Would you print the records as they stand, down to the last character?

Content starts

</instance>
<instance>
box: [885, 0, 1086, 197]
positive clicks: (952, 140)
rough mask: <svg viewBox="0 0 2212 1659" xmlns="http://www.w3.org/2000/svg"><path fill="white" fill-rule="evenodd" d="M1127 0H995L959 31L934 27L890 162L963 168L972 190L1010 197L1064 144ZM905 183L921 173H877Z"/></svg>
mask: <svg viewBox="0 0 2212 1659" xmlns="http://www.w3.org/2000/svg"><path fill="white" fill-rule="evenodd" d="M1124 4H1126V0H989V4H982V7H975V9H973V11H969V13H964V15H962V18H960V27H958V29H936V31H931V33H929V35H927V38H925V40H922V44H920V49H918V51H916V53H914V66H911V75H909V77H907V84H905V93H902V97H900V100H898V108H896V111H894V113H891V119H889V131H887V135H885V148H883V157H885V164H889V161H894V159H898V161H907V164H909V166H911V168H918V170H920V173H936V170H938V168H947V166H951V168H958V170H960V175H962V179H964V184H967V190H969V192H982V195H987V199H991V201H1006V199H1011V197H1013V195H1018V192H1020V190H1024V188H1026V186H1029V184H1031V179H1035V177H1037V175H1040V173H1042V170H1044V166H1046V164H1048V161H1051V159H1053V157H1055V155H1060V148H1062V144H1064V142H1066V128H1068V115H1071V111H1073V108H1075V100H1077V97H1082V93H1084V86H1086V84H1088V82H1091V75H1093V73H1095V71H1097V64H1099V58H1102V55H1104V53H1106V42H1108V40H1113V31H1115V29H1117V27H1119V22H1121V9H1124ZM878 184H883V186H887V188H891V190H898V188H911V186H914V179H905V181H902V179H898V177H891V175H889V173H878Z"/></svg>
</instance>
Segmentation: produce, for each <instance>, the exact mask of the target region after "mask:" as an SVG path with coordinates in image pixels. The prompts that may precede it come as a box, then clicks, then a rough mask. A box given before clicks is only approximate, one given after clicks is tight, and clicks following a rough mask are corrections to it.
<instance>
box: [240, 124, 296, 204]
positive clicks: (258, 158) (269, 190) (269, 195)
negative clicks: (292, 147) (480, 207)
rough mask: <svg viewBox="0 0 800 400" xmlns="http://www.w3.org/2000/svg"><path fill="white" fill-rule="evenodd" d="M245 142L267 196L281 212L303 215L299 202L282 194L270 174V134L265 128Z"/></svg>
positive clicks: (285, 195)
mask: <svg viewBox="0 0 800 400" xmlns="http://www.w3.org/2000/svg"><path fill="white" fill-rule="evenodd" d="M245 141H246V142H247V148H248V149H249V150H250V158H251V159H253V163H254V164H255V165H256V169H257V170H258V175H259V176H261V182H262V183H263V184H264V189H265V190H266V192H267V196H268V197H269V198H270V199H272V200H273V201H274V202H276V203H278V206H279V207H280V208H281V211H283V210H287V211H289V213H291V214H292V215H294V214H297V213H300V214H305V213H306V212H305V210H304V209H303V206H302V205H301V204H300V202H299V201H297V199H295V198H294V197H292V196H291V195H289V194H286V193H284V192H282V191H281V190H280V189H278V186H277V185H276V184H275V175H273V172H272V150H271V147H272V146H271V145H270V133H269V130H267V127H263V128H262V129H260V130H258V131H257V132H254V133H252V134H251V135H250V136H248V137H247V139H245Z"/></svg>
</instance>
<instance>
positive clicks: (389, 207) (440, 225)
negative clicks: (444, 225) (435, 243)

Content ends

### TASK OUTPUT
</instance>
<instance>
box: [885, 0, 1086, 197]
positive clicks: (952, 140)
rough mask: <svg viewBox="0 0 2212 1659" xmlns="http://www.w3.org/2000/svg"><path fill="white" fill-rule="evenodd" d="M1127 0H995L959 31L934 27L890 162L963 168L972 190L1010 197L1064 144ZM905 183L921 173H877Z"/></svg>
mask: <svg viewBox="0 0 2212 1659" xmlns="http://www.w3.org/2000/svg"><path fill="white" fill-rule="evenodd" d="M1124 4H1126V0H989V4H982V7H975V9H973V11H969V13H964V15H962V18H960V27H958V29H936V31H931V33H929V35H927V38H925V40H922V44H920V49H918V51H916V53H914V66H911V75H909V77H907V84H905V93H902V97H900V100H898V108H896V111H894V113H891V119H889V131H887V135H885V148H883V157H885V164H889V161H894V159H898V161H907V164H909V166H911V168H918V170H920V173H936V170H938V168H947V166H951V168H958V170H960V175H962V179H964V184H967V190H969V192H982V195H987V199H991V201H1006V199H1011V197H1013V195H1018V192H1020V190H1024V188H1026V186H1029V184H1031V179H1035V177H1037V175H1040V173H1042V170H1044V166H1046V164H1048V161H1051V159H1053V157H1055V155H1060V148H1062V144H1064V142H1066V128H1068V115H1071V111H1073V108H1075V100H1077V97H1082V93H1084V86H1086V84H1088V82H1091V75H1093V73H1095V71H1097V64H1099V58H1102V55H1104V53H1106V42H1108V40H1113V31H1115V29H1117V27H1119V22H1121V9H1124ZM878 184H883V186H887V188H891V190H898V188H911V186H914V179H905V181H902V179H898V177H891V175H889V173H878Z"/></svg>
</instance>
Segmentation: produce, for each <instance>, the exact mask of the target region after "mask:" as an SVG path with coordinates in image pixels. The prompts that may precede it come as a box, then clicks, then a rough mask. A box given before clicks is only approximate, one given after clicks is tight, and clicks following a rough mask are corrections to it.
<instance>
box: [240, 124, 296, 204]
positive clicks: (258, 158) (269, 190) (269, 195)
negative clicks: (292, 147) (480, 207)
rough mask: <svg viewBox="0 0 800 400" xmlns="http://www.w3.org/2000/svg"><path fill="white" fill-rule="evenodd" d="M245 142L267 196L281 212L303 215L299 202L282 194L270 174V134L265 128Z"/></svg>
positive clicks: (285, 195)
mask: <svg viewBox="0 0 800 400" xmlns="http://www.w3.org/2000/svg"><path fill="white" fill-rule="evenodd" d="M245 141H246V142H247V148H248V149H249V150H250V158H251V159H253V163H254V164H255V165H256V169H257V170H258V175H259V176H261V182H262V183H263V184H264V189H265V190H266V192H267V196H268V197H269V198H270V199H272V200H273V201H274V202H276V203H278V206H279V207H280V208H281V211H283V210H287V211H289V213H291V214H292V215H294V214H297V213H300V214H305V213H306V212H305V210H304V209H303V206H302V205H301V204H300V202H299V201H297V199H295V198H294V197H292V196H291V195H289V194H286V193H284V192H282V191H281V190H280V189H278V186H277V185H276V184H275V175H273V172H272V150H271V147H272V146H271V145H270V133H269V130H267V127H263V128H262V129H260V130H258V131H257V132H254V133H252V134H251V135H250V136H248V137H247V139H245Z"/></svg>
</instance>
<instance>
positive clicks: (389, 207) (440, 225)
negative clicks: (444, 225) (435, 243)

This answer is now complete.